◆ PASSAGE FOR REVIEW ◆
More International Context

  • Elpitazo.com has reported a meeting today in Stockholm among major international players regarding how to promote an electoral solution to the crisis. However, the main news services are still trying to confirm it. (Update: AP has confirmed this meeting.)
  • Canada announced that it has temporarily suspended the functions of its Embassy in Venezuela and blamed the Venezuelan government. This led the latter to announce the closure of several consulates in Canada. Canada has reached out to Cuba and suggested Cuba will have a role to play in Venezuela’s return to democracy.

Human Rights

  • The death of four children in Venezuela’s main pediatric hospital has shocked the country and provided a new space for political polarization. The children were part of a group of 30, waiting to go to Italy for a bone marrow transplant under a 2010 agreement that has signed the country’s oil company PSVSA with Italy. The opposition and health NGO’s blamed the government for the terrible state of the Venezuelan health system for these deaths. The government said that U.S financial sanctions were responsible for the deaths, as they have frozen funds related to the 2010 agreement (PDVSA has to pay Italy over 10 million euro in debt).
  • The Foundation Nativo, dedicated to the empowerment of indigenous communities, warns that human trafficking and modern slavery is taking place in poor and deprived indigenous communities, in particular those close to the illegal gold mines in the southern part of the country.
  • The Supreme Court (TSJ) has ordered the oppositional news website LaPatilla to pay around five million dollars in damages and interest to Diosdado Cabello. In 2015 LaPatilla republished an article from Spanish tabloid ABC, that accused Cabello of having links to drug trafficking. The civil association Espacio Publico rejected this decision on the base that it ignores the rights of freedom of expression, due process and effective judicial protection.

[Data excerpts]
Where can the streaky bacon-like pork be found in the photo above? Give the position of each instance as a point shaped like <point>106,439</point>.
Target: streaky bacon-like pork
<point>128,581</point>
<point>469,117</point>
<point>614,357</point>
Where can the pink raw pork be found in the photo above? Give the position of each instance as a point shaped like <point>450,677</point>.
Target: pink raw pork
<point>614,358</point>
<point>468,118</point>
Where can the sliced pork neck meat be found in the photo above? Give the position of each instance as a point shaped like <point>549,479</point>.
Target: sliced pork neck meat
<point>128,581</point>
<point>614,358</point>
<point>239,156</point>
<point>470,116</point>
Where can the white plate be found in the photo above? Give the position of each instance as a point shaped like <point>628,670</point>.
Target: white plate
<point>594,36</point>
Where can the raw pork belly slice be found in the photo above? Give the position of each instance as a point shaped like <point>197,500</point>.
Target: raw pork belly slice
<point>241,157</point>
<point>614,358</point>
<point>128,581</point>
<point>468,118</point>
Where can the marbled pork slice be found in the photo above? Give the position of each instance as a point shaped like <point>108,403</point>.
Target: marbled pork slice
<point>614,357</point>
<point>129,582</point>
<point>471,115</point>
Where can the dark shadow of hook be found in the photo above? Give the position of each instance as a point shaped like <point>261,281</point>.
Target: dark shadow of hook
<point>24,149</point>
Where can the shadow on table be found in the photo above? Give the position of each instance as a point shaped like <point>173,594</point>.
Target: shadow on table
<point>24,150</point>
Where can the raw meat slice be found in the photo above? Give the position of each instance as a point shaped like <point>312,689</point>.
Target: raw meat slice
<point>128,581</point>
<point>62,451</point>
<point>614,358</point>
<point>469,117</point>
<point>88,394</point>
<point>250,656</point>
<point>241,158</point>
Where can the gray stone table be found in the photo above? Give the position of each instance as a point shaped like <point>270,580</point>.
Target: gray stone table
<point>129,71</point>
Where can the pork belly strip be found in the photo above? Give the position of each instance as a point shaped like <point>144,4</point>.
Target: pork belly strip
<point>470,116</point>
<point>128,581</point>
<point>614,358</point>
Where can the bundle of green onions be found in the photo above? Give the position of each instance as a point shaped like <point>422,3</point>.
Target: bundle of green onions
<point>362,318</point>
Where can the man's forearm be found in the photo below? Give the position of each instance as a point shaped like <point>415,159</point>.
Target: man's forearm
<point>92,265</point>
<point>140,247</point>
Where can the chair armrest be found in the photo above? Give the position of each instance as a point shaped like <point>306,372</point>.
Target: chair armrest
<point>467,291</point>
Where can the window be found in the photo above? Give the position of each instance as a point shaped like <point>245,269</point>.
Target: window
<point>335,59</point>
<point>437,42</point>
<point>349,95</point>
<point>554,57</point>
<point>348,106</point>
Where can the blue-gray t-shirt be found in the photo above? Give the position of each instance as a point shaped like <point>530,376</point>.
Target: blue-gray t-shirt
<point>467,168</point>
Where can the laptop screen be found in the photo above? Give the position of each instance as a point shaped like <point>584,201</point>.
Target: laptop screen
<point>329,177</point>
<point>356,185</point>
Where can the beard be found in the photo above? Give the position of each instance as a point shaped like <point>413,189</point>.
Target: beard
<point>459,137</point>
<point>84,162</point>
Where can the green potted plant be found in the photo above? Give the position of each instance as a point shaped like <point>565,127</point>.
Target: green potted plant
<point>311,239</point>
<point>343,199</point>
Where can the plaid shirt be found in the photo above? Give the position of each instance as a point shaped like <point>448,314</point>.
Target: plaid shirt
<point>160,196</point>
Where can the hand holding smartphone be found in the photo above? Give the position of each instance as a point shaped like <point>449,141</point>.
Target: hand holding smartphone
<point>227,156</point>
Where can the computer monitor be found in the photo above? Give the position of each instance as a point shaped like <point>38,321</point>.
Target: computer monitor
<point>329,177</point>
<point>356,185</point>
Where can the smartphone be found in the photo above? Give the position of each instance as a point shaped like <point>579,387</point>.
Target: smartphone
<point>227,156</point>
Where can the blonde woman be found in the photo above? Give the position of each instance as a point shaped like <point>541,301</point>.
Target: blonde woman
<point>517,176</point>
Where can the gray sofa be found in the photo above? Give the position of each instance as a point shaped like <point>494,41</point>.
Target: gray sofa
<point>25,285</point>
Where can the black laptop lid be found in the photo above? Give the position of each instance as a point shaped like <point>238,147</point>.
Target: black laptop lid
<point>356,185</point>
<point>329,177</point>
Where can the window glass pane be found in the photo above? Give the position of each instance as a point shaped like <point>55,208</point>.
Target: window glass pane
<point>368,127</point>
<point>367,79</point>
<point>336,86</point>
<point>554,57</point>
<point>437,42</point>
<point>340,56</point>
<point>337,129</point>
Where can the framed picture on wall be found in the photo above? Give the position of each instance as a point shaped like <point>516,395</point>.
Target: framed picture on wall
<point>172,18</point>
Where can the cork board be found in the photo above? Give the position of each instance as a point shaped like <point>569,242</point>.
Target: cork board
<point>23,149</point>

◆ REQUIRED ACTION A ◆
Rewrite the part of the Venezuela news roundup that opens with the words containing "More International Context" and closes with "confirmed this meeting.)", replacing "Stockholm" with "Oslo".
◆ REQUIRED ACTION B ◆
Please answer these questions from the Venezuela news roundup:
(i) Which country temporarily suspended the functions of its embassy in Venezuela?
(ii) How many children were in the group waiting to go to Italy for a bone marrow transplant?
(iii) How much did the Supreme Court order LaPatilla to pay Diosdado Cabello?

◆ TASK SOLUTION A ◆
More International Context

  • Elpitazo.com has reported a meeting today in Oslo among major international players regarding how to promote an electoral solution to the crisis. However, the main news services are still trying to confirm it. (Update: AP has confirmed this meeting.)

◆ TASK SOLUTION B ◆
(i) Canada
(ii) 30
(iii) Around five million dollars in damages and interest